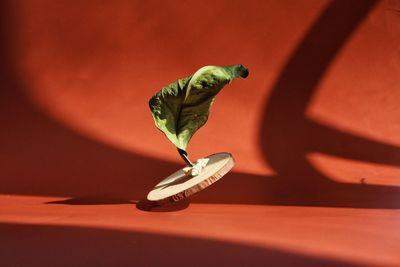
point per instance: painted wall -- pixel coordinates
(317, 122)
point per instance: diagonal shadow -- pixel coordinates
(40, 156)
(287, 136)
(50, 245)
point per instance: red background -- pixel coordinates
(316, 123)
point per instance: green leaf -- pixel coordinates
(182, 107)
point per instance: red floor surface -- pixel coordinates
(314, 130)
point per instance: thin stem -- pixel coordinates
(185, 157)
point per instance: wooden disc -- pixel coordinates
(178, 186)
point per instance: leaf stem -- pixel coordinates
(185, 157)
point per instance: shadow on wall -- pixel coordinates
(45, 245)
(39, 156)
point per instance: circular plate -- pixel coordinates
(178, 186)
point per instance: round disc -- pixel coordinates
(178, 186)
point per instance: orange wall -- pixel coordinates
(317, 122)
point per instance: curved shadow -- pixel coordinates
(40, 156)
(287, 136)
(46, 245)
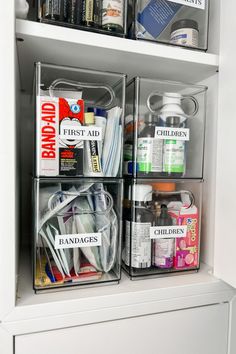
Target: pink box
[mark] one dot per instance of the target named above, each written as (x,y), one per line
(186,253)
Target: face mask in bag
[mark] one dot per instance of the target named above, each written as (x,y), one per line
(106,223)
(52,232)
(65,222)
(85,223)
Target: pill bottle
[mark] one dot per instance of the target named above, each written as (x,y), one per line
(113,15)
(137,228)
(185,33)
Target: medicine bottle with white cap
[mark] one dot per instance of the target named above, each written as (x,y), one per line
(137,228)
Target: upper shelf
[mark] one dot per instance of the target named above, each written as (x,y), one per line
(66,46)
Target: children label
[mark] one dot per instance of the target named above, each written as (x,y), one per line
(81,133)
(157,232)
(181,134)
(198,4)
(78,240)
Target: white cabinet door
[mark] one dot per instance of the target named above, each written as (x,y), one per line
(201,330)
(225,217)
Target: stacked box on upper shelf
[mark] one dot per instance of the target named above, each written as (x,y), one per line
(79,123)
(164,129)
(176,22)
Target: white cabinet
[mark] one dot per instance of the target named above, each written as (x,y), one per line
(195,300)
(200,330)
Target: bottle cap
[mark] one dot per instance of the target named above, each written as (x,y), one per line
(171,98)
(151,118)
(164,187)
(173,121)
(98,111)
(89,118)
(142,192)
(184,23)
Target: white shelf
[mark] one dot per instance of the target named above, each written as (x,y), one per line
(66,46)
(37,312)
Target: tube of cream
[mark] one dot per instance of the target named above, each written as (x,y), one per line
(92,165)
(100,121)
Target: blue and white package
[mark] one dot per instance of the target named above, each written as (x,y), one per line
(155,17)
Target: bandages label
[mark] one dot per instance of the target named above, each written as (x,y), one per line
(198,4)
(78,240)
(168,231)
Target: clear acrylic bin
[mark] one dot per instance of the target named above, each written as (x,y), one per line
(77,232)
(102,16)
(175,22)
(164,129)
(161,227)
(79,122)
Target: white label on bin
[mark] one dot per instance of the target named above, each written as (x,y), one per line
(71,132)
(168,231)
(198,4)
(78,240)
(172,133)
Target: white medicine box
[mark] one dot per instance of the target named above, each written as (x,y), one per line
(174,22)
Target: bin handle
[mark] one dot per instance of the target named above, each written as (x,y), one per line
(190,194)
(60,194)
(78,84)
(161,94)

^^^^

**TASK DIRECTIONS**
All lines of the records above that carry the word "medicine" should be listed.

**TASK RESPONSE**
Target: medicine bottle with white cap
Target: white medicine box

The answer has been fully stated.